» **THE REQUEST**
List every distinct calendar year named in the passage below about the Milwaukee Seebote's 1869 platform, in the order each first appears.

» **SUPPLIED TEXT**

◇ ◇ ◇ ◇

On June 9, 1869, a weekly newspaper catering to Wisconsin’s German-speaking Catholics published a blueprint for reforming the Democratic Party. Under the simple heading “Our Platform,” the Milwaukee Seebote outlined sixteen policy demands. The first was “Universal suffrage for all citizens of the United States.”1 Peter V. Deuster, the editor of the Seebote, had broached the issue a week earlier: “The Democracy must unreservedly accept Negro suffrage—indeed, universal suffrage in the broadest sense of the word—if it wants to win over the masses.”2 This conclusion and the subsequent manifesto appeared a full month before any Anglo-American Democrat made such an emphatic pronouncement and a scant year after Deuster’s opponents in the Republican Party had deemed manhood suffrage too politically hazardous to include on their own national platform.3 After the 1868 elections, in which Republicans had retained their majorities in the House and Senate and won the presidency, Congress had passed a constitutional amendment intended to enfranchise black men. Yet the Fifteenth Amendment was still awaiting ratification when Deuster published the Seebote platform. It is surprising, then, that many other Democrats agreed that he had given “clear expression to the views of the German Democrats in the Northwest” in taking a stand for universal male suffrage.4

The Seebote platform and the Democratic New Departure that it heralded are difficult to square with historians’ characterizations of white northerners and their attitudes toward African American citizenship during the decade of the Civil War.5 Most historians have argued that the majority of northerners found the idea of equal male suffrage highly disconcerting. Prevailing interpretations emphasize that the Radical Republicans who advocated extending black rights were an ideologically beleaguered minority within their own party, to say nothing of where they stood in the wider population.6 In most treatments, the rank-and-file northerners who enabled the Republican Party to refashion the South [End Page 68] in the wake of the Civil War surmounted their personal prejudices only because they wanted to force unrepentant Confederates to accept defeat and institute a system of free labor.7 To underline examples of unguarded popular bigotry, historians quote the Republicans who considered black suffrage a “political liability” in the North. They enumerate all the state referenda that went down to defeat during the 1860s.8 In 1865, Wisconsin was among the first of fifteen states and territories where white men had the opportunity to enfranchise their black counterparts and declined to do so.9 African American men residing in that state won the vote only when the state’s supreme court overrode the public will in 1866.10 What could Peter Deuster have been thinking in 1869, just three years later?

◇ ◇ ◇ ◇

» **EXCERPTED DATA**
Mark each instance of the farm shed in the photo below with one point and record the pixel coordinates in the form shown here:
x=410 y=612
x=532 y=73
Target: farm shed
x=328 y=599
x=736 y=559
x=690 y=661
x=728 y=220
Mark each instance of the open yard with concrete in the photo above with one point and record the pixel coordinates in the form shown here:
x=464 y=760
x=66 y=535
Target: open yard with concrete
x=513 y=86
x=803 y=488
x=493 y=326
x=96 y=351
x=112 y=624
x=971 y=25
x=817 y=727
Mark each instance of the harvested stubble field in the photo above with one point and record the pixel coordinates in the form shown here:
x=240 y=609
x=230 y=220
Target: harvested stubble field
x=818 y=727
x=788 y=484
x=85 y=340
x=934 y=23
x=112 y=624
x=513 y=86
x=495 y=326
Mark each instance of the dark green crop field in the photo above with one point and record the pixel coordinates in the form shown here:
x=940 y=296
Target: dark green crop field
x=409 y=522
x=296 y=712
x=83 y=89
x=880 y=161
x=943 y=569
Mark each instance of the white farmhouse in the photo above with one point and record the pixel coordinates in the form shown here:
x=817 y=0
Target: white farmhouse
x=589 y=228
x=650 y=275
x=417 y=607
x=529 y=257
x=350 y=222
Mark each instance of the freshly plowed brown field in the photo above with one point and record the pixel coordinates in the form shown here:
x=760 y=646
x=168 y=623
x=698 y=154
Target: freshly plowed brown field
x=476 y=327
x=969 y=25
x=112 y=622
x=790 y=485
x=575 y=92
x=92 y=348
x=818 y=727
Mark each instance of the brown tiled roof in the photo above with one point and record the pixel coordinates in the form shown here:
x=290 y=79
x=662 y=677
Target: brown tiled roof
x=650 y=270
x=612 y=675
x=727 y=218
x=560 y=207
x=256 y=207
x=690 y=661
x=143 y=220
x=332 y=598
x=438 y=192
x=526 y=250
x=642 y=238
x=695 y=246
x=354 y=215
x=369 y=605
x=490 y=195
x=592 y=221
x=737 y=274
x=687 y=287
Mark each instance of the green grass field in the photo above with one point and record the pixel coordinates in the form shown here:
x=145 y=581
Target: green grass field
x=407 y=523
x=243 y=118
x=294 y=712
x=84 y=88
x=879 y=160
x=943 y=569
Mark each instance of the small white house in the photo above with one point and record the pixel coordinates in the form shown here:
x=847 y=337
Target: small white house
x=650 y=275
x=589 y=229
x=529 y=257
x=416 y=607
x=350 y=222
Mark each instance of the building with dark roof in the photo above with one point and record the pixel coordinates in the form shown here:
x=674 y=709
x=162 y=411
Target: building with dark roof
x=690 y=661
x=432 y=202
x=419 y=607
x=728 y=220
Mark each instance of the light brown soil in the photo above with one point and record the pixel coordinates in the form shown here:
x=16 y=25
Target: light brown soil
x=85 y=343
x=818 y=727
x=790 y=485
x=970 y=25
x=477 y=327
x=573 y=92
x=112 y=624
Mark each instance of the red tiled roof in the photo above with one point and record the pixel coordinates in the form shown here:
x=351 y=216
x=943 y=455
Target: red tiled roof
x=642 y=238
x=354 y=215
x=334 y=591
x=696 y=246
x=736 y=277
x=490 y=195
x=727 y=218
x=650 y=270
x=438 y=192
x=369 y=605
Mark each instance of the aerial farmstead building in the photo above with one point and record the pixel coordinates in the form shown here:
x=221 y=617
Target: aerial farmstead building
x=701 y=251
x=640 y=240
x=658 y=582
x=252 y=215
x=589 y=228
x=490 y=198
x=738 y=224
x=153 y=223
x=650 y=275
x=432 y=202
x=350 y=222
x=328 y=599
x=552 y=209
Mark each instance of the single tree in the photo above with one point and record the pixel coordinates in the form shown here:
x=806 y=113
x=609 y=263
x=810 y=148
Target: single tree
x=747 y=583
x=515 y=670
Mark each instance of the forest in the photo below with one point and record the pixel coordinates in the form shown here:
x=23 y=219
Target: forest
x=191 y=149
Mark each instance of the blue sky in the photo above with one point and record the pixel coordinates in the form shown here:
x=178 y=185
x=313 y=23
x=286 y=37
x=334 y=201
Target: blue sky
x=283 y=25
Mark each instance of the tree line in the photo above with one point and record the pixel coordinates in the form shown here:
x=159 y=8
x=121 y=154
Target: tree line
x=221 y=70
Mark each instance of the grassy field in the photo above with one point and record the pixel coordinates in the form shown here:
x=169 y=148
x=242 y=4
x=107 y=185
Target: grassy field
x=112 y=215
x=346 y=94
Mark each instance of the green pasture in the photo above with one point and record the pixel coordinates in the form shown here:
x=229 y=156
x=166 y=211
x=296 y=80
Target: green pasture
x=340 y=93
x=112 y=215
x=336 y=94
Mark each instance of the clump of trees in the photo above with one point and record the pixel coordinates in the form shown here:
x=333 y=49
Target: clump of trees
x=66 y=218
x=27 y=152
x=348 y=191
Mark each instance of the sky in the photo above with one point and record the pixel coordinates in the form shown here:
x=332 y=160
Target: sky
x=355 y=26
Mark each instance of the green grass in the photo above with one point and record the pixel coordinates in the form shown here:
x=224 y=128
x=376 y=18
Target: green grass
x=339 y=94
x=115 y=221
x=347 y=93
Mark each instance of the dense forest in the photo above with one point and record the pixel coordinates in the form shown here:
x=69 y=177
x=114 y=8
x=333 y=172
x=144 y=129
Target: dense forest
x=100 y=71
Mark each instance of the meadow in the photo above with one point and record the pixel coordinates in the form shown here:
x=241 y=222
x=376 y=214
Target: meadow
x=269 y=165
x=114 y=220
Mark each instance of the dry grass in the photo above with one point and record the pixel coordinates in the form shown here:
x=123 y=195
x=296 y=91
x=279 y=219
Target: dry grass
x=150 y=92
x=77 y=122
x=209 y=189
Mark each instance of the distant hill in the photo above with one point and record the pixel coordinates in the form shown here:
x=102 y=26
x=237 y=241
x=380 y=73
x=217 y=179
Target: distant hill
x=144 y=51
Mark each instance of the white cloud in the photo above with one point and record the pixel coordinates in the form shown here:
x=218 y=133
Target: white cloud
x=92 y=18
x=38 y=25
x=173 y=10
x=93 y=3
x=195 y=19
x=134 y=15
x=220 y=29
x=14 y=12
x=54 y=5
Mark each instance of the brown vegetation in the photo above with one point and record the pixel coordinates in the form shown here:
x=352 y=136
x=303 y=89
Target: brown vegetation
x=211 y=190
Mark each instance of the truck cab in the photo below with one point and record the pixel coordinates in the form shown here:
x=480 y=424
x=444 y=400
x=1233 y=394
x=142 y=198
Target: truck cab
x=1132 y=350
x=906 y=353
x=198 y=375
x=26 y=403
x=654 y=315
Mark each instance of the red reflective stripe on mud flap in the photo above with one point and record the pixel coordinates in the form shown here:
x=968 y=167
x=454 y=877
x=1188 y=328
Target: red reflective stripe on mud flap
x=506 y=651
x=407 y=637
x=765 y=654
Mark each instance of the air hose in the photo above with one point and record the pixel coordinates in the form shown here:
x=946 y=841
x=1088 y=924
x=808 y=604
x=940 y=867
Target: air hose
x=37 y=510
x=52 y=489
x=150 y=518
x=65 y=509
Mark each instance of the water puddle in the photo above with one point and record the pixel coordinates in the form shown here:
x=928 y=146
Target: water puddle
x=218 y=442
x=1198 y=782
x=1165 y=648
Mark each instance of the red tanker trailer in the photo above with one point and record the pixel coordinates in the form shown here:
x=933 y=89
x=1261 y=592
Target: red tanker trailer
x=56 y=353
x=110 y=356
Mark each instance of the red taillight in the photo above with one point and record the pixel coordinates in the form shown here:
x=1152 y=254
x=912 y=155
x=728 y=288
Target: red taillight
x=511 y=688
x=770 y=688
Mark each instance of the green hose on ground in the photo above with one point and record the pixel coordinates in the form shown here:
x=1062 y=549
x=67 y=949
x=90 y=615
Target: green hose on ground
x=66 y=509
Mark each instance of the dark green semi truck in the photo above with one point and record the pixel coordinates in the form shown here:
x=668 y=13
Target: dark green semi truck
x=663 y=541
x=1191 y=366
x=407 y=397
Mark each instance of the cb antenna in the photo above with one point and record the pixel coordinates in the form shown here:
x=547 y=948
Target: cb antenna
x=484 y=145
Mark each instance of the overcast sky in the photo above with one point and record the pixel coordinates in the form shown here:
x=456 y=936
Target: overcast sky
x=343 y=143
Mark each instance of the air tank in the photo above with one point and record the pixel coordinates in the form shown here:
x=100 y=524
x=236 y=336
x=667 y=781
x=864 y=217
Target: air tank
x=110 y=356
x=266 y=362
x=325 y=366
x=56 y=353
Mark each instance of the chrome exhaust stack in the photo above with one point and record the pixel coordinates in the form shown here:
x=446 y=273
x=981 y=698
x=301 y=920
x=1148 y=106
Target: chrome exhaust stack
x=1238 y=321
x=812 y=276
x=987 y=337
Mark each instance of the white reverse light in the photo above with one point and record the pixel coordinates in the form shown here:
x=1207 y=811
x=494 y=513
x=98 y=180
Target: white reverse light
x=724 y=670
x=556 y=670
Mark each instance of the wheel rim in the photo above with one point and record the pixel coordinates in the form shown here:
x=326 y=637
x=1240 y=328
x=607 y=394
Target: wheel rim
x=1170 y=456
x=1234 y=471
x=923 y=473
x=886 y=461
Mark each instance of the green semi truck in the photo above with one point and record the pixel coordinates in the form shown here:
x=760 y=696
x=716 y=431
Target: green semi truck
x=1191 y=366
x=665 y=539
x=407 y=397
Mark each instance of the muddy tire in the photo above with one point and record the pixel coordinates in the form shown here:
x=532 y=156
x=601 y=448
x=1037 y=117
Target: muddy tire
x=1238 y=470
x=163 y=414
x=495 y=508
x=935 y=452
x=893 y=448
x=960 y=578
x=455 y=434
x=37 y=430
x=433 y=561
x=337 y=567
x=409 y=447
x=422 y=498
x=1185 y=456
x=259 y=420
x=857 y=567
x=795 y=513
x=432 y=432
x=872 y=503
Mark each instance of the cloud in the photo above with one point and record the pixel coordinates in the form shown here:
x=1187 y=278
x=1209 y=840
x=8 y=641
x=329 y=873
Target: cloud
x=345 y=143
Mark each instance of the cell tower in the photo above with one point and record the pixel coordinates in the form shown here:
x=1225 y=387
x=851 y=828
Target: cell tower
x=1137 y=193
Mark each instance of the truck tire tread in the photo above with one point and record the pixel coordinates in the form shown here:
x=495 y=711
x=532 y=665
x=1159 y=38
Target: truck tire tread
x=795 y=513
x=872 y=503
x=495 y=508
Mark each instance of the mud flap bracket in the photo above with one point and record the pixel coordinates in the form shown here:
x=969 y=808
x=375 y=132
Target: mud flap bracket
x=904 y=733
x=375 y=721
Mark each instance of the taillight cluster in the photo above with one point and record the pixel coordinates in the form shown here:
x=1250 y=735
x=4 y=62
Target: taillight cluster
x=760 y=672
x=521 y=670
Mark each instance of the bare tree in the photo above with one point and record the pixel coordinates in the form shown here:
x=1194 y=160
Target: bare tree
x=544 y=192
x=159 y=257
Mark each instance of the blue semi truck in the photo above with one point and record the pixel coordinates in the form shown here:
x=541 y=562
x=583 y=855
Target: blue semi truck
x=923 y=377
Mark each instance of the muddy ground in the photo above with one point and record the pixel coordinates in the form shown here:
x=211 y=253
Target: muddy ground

◇ ◇ ◇ ◇

» **COMPLETE ANSWER**
1869, 1868, 1865, 1866